-- SET EXERCISE --
Quote every line of the items below verbatim.

━━━━━━

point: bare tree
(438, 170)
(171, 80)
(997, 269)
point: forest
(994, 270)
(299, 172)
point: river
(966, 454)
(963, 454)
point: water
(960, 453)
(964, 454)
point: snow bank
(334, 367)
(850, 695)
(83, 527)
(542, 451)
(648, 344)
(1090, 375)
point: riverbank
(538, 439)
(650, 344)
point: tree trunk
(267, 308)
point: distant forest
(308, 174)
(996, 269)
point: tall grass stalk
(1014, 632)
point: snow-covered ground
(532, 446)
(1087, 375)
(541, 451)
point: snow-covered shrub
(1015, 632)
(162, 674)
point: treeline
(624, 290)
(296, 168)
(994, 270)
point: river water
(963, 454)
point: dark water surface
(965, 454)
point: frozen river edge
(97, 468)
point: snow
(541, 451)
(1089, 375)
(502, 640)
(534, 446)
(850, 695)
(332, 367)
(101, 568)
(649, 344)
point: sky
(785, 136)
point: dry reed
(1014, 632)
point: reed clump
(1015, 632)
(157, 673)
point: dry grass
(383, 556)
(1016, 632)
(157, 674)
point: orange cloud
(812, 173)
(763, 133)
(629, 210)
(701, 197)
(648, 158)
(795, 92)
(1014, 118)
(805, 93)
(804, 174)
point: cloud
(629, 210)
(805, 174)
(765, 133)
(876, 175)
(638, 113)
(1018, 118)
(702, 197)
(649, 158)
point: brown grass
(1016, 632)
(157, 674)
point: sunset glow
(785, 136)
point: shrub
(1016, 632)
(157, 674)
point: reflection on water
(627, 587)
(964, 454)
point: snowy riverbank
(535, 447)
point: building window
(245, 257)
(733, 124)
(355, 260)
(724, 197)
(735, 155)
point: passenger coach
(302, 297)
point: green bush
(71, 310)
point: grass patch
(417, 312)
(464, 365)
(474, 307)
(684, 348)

━━━━━━

-- CORRECT RESPONSE --
point: bare tree
(438, 170)
(171, 80)
(997, 269)
point: forest
(994, 270)
(299, 172)
point: river
(966, 454)
(963, 454)
point: water
(960, 453)
(964, 454)
point: snow bank
(334, 367)
(850, 695)
(83, 527)
(542, 451)
(648, 344)
(1090, 375)
point: riverbank
(538, 439)
(650, 344)
point: tree trunk
(267, 308)
point: distant forest
(308, 174)
(996, 269)
point: tall grass stalk
(1014, 632)
point: snow-covered ground
(532, 446)
(1087, 375)
(541, 451)
point: snow-covered shrub
(1015, 632)
(162, 674)
point: treeline
(624, 290)
(296, 168)
(994, 270)
point: river water
(963, 454)
point: dark water surface
(965, 454)
point: frozen river edge
(97, 468)
point: snow
(541, 451)
(1089, 375)
(502, 640)
(534, 446)
(850, 695)
(332, 367)
(101, 568)
(649, 344)
point: sky
(785, 136)
point: dry reed
(1014, 632)
point: reed clump
(1015, 632)
(157, 673)
point: dry grass
(383, 556)
(1016, 632)
(157, 674)
point: orange cloud
(812, 173)
(763, 133)
(629, 210)
(701, 197)
(648, 158)
(795, 92)
(1014, 118)
(805, 93)
(804, 174)
point: cloud
(629, 210)
(805, 174)
(765, 133)
(876, 175)
(638, 113)
(1018, 118)
(702, 197)
(649, 158)
point: brown grass
(1016, 632)
(157, 674)
point: sunset glow
(785, 136)
point: shrub
(1016, 632)
(157, 674)
point: reflection on water
(627, 587)
(964, 454)
point: snowy riverbank
(535, 447)
point: building window
(245, 257)
(733, 124)
(355, 260)
(724, 197)
(735, 155)
point: passenger coach
(302, 297)
point: green bush
(71, 310)
point: grass patch
(417, 312)
(464, 365)
(474, 307)
(684, 348)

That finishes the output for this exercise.